# SOURCE TEXT
- Born: 26 July 1895 Wimbledon, Surrey, England
- Died: 1955 (aged 59–60) Surrey, England
- Allegiance: United Kingdom
- Branch: British Army Royal Air Force
- Service years: 1917–1919
- Rank: Captain
- Unit: No. 20 Squadron RAF
- Awards: Military Cross

= Douglas Graham Cooke =

British flying ace (1895–1955)

Captain Douglas Graham Cooke (26 July 1895 – 1955) was a British World War I flying ace credited with 13 aerial victories.

==Biography==

Cooke commissioned as a probationary second lieutenant on the General List, assigned to the Royal Flying Corps on 24 May 1917, and received the Royal Aero Club Aviator's Certificate No. 4825 at the Military School at Ruislip on 16 June after soloing in a Maurice Farman biplane. He was confirmed in his rank on 10 September.

# CHALLENGE 1
State how many lines of the records contain the string "white", treating case as significant, and give only that number.
The biography above and the records that follow are separate, unrelated material.

# RECORDS FOR THE TASK
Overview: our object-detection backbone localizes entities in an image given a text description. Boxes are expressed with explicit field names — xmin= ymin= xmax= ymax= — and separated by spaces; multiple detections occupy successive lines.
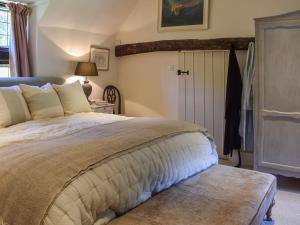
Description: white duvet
xmin=0 ymin=113 xmax=218 ymax=225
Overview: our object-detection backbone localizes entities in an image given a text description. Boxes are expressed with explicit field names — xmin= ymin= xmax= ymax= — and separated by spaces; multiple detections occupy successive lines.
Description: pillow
xmin=0 ymin=86 xmax=31 ymax=128
xmin=19 ymin=84 xmax=64 ymax=120
xmin=53 ymin=81 xmax=91 ymax=115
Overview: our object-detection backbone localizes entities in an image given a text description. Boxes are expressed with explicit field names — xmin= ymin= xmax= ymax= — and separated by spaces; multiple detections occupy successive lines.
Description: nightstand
xmin=91 ymin=103 xmax=115 ymax=114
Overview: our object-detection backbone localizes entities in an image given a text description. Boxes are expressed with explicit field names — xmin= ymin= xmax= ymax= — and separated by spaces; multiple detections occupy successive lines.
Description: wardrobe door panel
xmin=264 ymin=26 xmax=300 ymax=112
xmin=255 ymin=11 xmax=300 ymax=177
xmin=262 ymin=117 xmax=300 ymax=172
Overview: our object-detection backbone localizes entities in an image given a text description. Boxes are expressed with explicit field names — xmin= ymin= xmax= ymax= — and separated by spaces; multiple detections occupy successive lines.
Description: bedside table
xmin=91 ymin=103 xmax=115 ymax=114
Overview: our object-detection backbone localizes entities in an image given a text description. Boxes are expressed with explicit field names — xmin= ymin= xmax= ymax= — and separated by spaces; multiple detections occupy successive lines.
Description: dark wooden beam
xmin=115 ymin=37 xmax=255 ymax=57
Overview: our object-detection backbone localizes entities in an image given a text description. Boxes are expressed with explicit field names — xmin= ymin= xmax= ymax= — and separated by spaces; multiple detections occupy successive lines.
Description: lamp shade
xmin=75 ymin=62 xmax=98 ymax=77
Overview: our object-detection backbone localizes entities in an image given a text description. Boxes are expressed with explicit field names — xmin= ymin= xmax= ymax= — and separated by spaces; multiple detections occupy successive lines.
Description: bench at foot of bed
xmin=109 ymin=165 xmax=276 ymax=225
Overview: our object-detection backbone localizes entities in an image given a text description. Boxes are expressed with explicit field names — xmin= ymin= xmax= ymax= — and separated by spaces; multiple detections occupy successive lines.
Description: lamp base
xmin=82 ymin=80 xmax=93 ymax=100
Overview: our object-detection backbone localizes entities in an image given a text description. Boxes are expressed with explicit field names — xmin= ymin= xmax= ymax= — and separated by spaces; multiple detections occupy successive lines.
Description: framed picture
xmin=90 ymin=45 xmax=110 ymax=71
xmin=158 ymin=0 xmax=209 ymax=31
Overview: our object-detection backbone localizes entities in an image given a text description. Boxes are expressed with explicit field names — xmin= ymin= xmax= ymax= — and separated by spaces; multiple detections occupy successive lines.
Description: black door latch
xmin=177 ymin=70 xmax=190 ymax=76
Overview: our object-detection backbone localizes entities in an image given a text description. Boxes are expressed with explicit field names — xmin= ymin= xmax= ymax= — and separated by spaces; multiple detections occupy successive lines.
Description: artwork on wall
xmin=90 ymin=45 xmax=110 ymax=71
xmin=158 ymin=0 xmax=209 ymax=31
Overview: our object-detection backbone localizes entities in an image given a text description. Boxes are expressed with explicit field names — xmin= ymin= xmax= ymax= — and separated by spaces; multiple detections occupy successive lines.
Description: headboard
xmin=0 ymin=77 xmax=65 ymax=87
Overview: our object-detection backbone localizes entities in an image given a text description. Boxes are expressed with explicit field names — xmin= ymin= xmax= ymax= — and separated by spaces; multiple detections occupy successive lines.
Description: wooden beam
xmin=115 ymin=37 xmax=255 ymax=57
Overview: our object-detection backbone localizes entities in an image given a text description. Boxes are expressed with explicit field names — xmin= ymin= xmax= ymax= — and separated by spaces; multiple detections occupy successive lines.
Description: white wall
xmin=29 ymin=0 xmax=136 ymax=98
xmin=116 ymin=0 xmax=300 ymax=118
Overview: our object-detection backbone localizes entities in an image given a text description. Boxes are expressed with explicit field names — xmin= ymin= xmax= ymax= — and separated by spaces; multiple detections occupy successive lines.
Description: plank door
xmin=178 ymin=51 xmax=229 ymax=157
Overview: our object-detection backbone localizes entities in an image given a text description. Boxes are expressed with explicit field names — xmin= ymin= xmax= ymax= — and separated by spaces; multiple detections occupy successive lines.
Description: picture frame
xmin=90 ymin=45 xmax=110 ymax=71
xmin=158 ymin=0 xmax=209 ymax=32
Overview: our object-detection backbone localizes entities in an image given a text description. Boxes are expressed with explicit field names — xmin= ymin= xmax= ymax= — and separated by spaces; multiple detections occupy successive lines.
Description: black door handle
xmin=177 ymin=70 xmax=190 ymax=76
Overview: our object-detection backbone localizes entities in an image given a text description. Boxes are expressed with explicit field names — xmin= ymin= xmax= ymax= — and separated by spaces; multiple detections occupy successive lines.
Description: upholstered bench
xmin=109 ymin=165 xmax=276 ymax=225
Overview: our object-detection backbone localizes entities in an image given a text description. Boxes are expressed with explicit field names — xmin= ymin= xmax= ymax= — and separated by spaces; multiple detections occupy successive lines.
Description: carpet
xmin=261 ymin=221 xmax=274 ymax=225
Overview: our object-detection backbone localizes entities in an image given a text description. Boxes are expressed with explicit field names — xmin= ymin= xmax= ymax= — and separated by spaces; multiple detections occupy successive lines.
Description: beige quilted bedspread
xmin=0 ymin=118 xmax=210 ymax=225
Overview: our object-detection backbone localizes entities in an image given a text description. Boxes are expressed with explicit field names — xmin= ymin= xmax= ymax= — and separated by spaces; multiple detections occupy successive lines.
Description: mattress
xmin=0 ymin=113 xmax=218 ymax=225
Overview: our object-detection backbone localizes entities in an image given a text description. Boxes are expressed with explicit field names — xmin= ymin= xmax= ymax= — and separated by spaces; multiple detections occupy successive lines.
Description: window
xmin=0 ymin=5 xmax=10 ymax=77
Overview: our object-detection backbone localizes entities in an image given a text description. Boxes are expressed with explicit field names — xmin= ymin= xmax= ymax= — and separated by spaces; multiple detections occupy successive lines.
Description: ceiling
xmin=38 ymin=0 xmax=138 ymax=35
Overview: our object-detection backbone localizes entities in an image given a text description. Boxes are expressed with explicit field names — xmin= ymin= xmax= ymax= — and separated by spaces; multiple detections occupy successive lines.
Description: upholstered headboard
xmin=0 ymin=77 xmax=65 ymax=87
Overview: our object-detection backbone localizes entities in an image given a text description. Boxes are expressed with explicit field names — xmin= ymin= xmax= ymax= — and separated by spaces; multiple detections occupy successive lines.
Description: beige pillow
xmin=53 ymin=81 xmax=91 ymax=115
xmin=19 ymin=84 xmax=64 ymax=120
xmin=0 ymin=86 xmax=31 ymax=128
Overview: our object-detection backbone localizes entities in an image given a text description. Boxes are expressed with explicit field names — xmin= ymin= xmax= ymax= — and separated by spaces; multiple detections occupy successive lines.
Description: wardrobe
xmin=255 ymin=11 xmax=300 ymax=178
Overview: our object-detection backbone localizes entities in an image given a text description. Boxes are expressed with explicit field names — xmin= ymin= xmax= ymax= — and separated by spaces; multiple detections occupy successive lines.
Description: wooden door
xmin=179 ymin=51 xmax=229 ymax=157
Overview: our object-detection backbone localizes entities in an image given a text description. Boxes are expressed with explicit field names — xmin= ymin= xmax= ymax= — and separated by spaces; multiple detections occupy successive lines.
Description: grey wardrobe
xmin=255 ymin=11 xmax=300 ymax=178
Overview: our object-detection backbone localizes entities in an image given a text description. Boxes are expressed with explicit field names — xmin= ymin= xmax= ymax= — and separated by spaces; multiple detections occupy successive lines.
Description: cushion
xmin=19 ymin=84 xmax=64 ymax=120
xmin=53 ymin=81 xmax=91 ymax=115
xmin=0 ymin=86 xmax=31 ymax=128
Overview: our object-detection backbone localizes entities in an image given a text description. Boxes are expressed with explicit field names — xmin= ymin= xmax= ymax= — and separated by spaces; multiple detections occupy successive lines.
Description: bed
xmin=0 ymin=77 xmax=276 ymax=225
xmin=0 ymin=78 xmax=218 ymax=225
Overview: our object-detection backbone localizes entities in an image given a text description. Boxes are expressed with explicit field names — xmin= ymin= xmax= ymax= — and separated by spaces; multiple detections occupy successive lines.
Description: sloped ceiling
xmin=39 ymin=0 xmax=138 ymax=35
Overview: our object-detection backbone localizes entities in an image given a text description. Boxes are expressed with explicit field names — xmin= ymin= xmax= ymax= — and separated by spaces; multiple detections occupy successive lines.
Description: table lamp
xmin=75 ymin=62 xmax=98 ymax=99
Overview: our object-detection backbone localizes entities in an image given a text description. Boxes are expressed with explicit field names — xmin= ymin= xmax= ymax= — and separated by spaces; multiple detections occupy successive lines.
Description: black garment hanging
xmin=224 ymin=45 xmax=243 ymax=155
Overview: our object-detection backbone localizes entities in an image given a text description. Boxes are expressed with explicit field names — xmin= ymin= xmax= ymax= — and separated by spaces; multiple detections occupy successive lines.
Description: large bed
xmin=0 ymin=78 xmax=218 ymax=225
xmin=0 ymin=78 xmax=276 ymax=225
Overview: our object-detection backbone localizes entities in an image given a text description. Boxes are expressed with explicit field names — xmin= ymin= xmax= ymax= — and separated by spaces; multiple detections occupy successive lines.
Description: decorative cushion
xmin=19 ymin=84 xmax=64 ymax=120
xmin=53 ymin=81 xmax=91 ymax=115
xmin=0 ymin=86 xmax=31 ymax=128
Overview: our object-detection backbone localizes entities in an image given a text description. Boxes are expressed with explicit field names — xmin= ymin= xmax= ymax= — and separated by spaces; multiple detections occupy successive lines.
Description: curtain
xmin=224 ymin=45 xmax=242 ymax=155
xmin=8 ymin=3 xmax=30 ymax=77
xmin=240 ymin=42 xmax=255 ymax=152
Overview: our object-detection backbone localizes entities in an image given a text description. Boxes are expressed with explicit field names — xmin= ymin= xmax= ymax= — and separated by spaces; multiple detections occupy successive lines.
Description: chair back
xmin=102 ymin=85 xmax=121 ymax=114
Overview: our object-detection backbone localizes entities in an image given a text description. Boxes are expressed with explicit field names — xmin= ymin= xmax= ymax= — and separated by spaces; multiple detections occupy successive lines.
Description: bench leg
xmin=267 ymin=199 xmax=275 ymax=221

# CHALLENGE 2
Reproduce from the Cooke biography everything from "Cooke commissioned as" down to "on 10 September.", without any alteration.

# EXERCISE SOLUTION 1
2

# EXERCISE SOLUTION 2
Cooke commissioned as a probationary second lieutenant on the General List, assigned to the Royal Flying Corps on 24 May 1917, and received the Royal Aero Club Aviator's Certificate No. 4825 at the Military School at Ruislip on 16 June after soloing in a Maurice Farman biplane. He was confirmed in his rank on 10 September.